— Source passage —
--------------------------------------------------
Written and directed by
FREDERIC LANSAC

I don't know how to start
such an extraordinary story...

although I have imagined
so many amazing tales...

But this time...

This time it's for real.

It really happened to me.

I'm 32 years old... and what
you might call a normal man.

Well... almost.

I have a tremendous sex drive.

Oh, that's lovely.



That's just what I
was going to say.

And you haven't
seen anything yet.

When I was 14 years old

we had to change the
maid every three days.

They didn't have enough
time to do the work...

or enough strength.

Well, what do you know!

I've done a lot of traveling.

I've explored just about
every whorehouse in the world.

They all got tired
of my... "appetite. "

Then one day, I met Sabine.

At long last, I had
met the ideal lover.

The one I had
searched for for so long.

She accepted all my whims...
and all my fantasies...



Even the kinkiest ones.

Oh, Sabine...

- Two Vittel waters, please.
- Yes, sir.

- Listen...
- Yes?

Over there.

- On the right.
- okay, thank you.

Come darling, I have
to make a telephone call.

Oh, yes... Come!

I'll check what's going on there.

Yes, it's good...

Oh, it's good!

Yes... More!

Yes, harder!

Yes, go on...

Sadly, women are as wavering
as the wind, as the saying goes.

Sabine, my dear Sabine,

was starting to get fed up
with my gargantuan appetite.

She wasn't the same woman.

She wasn't as willing
as she used to be.

Not again!

Oh, no!

Can't I be left
alone for 5 minutes?

This guy's going to kill me!

You're beautiful...

Lucky me!

Here we go again!

What about the dishes?

It's just not possible.

Is he ever going to stop?

He's never going to stop!

Enough!

What a bore!

I was a lost man.

No more ideas.
No more projects.

I had only one thing on my mind:

How to get her back?

Perhaps with tenderness?

That's how desperate I was!

Tenderness!

Let's try tenderness, then...

I rushed into it blindly.

Sabine?

Sabine?

Come on, Sabine.
Don't be childish.

Open the door.

Open the door!

Sabine?

I won't touch you, I swear.

Come on, let me in.

Lost. I was completely lost.

I spent all my time
looking for a lay.

Then suddenly...

I had an idea.

Mixing business with pleasure.

I decided to hire myself a secretary.

I interviewed two or three
girls before choosing Lucille...

who seemed to have
all the qualities required.

FRAMO
Temporary Secretarial Agency

If you carry on like this,
I won't finish chapter 6 tonight.
--------------------------------------------------
— Extracted information —
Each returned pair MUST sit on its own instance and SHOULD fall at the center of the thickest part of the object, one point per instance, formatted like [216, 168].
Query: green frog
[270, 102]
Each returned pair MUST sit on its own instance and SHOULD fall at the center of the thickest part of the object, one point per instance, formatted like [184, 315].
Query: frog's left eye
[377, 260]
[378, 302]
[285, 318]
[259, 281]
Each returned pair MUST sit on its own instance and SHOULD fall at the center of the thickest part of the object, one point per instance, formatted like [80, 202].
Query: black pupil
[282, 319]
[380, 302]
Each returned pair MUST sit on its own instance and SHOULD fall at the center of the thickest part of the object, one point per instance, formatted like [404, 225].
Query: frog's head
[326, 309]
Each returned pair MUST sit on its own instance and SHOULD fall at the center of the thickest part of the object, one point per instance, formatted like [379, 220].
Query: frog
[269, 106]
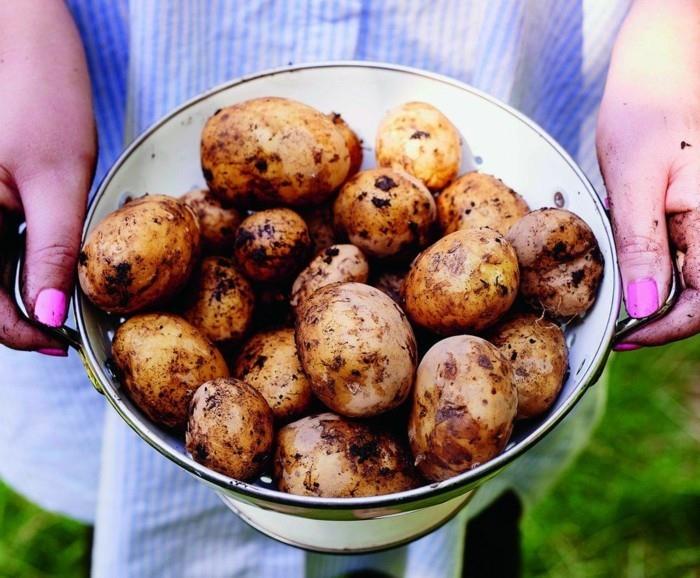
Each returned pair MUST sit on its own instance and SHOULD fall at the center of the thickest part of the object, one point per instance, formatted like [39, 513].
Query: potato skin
[273, 151]
[385, 213]
[269, 363]
[162, 360]
[330, 456]
[272, 245]
[418, 138]
[140, 255]
[463, 283]
[560, 262]
[357, 349]
[464, 404]
[479, 200]
[220, 301]
[337, 264]
[230, 428]
[537, 351]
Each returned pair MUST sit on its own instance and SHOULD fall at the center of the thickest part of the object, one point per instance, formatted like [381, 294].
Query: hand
[649, 152]
[47, 154]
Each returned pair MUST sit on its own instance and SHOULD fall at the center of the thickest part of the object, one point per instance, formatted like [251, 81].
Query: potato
[463, 409]
[269, 362]
[161, 360]
[560, 263]
[218, 224]
[272, 245]
[337, 264]
[418, 138]
[462, 283]
[220, 301]
[139, 255]
[329, 456]
[230, 428]
[273, 151]
[357, 349]
[537, 351]
[479, 200]
[385, 213]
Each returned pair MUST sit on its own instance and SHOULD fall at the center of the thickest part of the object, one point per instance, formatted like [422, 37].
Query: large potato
[230, 428]
[273, 151]
[139, 255]
[332, 457]
[464, 404]
[162, 360]
[357, 348]
[560, 263]
[479, 200]
[462, 283]
[418, 138]
[537, 351]
[385, 213]
[269, 362]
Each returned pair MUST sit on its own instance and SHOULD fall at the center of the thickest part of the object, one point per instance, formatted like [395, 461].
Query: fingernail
[51, 307]
[642, 298]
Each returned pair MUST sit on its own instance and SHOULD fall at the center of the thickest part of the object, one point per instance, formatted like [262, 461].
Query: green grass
[628, 508]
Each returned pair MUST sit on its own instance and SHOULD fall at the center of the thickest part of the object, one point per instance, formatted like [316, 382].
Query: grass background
[629, 507]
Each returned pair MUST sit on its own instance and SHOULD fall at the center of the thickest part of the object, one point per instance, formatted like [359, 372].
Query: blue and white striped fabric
[546, 57]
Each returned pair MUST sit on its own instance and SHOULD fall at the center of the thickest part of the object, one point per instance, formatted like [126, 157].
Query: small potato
[273, 151]
[560, 263]
[329, 456]
[337, 264]
[269, 362]
[418, 138]
[220, 301]
[464, 405]
[479, 200]
[537, 351]
[230, 428]
[139, 255]
[162, 360]
[272, 245]
[357, 349]
[218, 224]
[463, 283]
[385, 213]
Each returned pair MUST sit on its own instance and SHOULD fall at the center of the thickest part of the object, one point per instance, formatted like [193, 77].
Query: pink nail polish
[51, 307]
[642, 298]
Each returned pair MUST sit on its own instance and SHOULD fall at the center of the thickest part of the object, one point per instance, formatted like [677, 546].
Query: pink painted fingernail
[642, 298]
[51, 307]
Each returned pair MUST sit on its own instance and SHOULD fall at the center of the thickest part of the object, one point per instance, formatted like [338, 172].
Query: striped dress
[547, 58]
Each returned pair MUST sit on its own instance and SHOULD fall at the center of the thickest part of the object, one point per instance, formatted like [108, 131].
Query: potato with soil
[464, 405]
[463, 283]
[337, 264]
[273, 151]
[537, 351]
[560, 263]
[357, 349]
[139, 255]
[479, 200]
[272, 245]
[230, 428]
[269, 362]
[418, 138]
[385, 213]
[328, 456]
[162, 360]
[220, 301]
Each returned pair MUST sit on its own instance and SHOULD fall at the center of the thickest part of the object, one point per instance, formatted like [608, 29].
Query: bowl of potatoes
[345, 295]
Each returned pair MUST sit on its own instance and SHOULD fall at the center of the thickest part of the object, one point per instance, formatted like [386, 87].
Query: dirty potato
[328, 456]
[139, 255]
[463, 409]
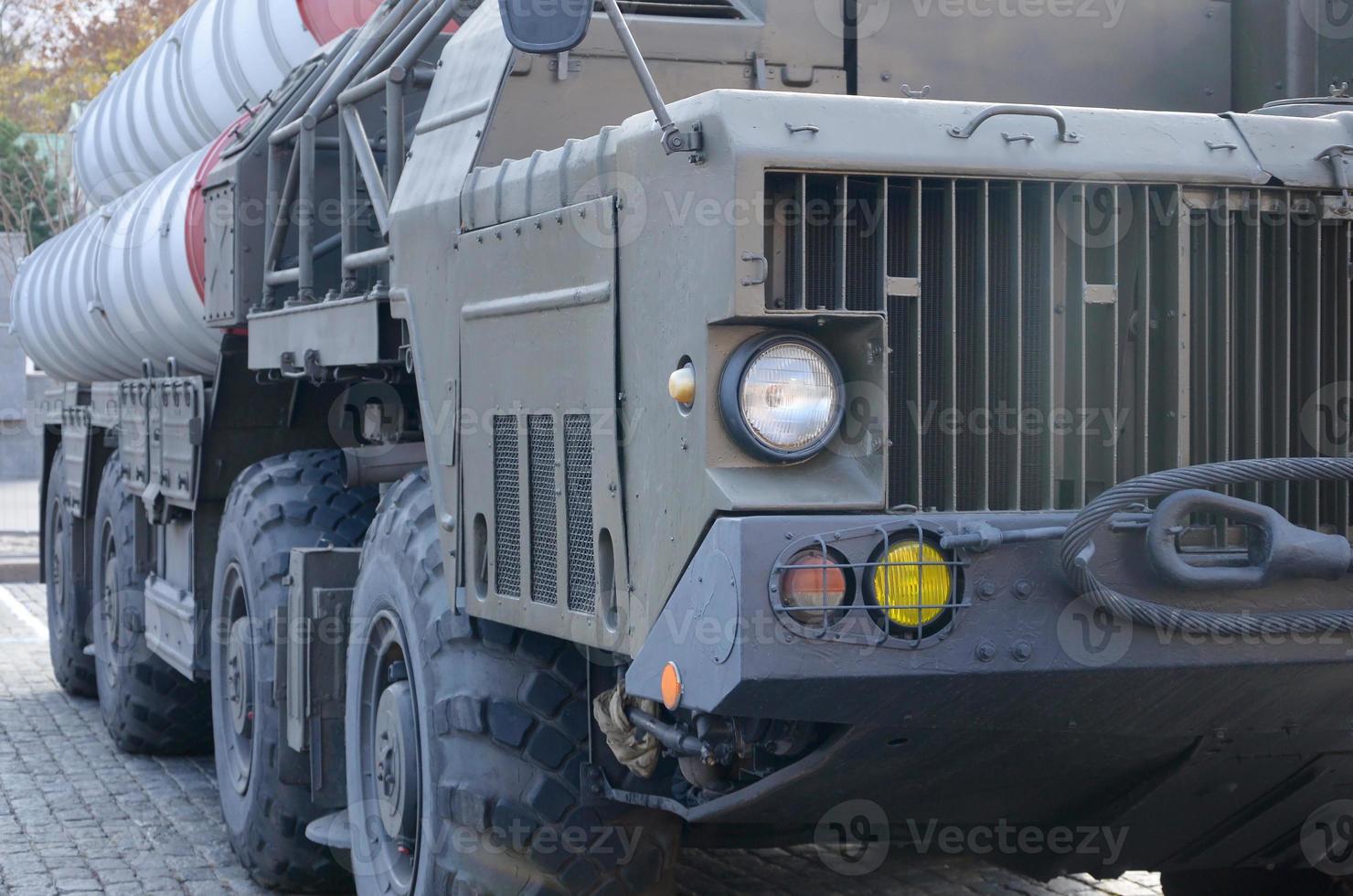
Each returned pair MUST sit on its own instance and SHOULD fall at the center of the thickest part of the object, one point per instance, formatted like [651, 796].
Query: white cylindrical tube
[118, 287]
[194, 80]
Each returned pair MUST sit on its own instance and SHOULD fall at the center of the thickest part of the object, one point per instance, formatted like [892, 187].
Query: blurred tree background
[56, 56]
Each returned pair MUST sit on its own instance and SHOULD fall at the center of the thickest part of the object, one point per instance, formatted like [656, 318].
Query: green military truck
[936, 416]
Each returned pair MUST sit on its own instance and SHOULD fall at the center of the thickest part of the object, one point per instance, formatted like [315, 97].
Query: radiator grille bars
[1050, 340]
[552, 478]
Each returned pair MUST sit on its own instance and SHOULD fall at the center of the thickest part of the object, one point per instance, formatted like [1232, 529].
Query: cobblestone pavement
[79, 816]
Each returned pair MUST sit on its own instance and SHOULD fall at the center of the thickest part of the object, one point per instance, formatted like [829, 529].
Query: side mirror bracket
[558, 26]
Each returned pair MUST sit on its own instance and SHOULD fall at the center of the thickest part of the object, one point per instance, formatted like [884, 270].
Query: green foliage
[31, 199]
--------------------------------------------------
— Work to do —
A. Repeat the part of the subtitle excerpt between "What a bore!" and "desperate I was!", inclusive, word for word.
B. Find each row containing the string "green" and copy those rows out in full. Case counts.

— Solution set —
A.
What a bore!

I was a lost man.

No more ideas.
No more projects.

I had only one thing on my mind:

How to get her back?

Perhaps with tenderness?

That's how desperate I was!

B.
Query: green frog
Query: green grass
Query: green military truck
Query: green foliage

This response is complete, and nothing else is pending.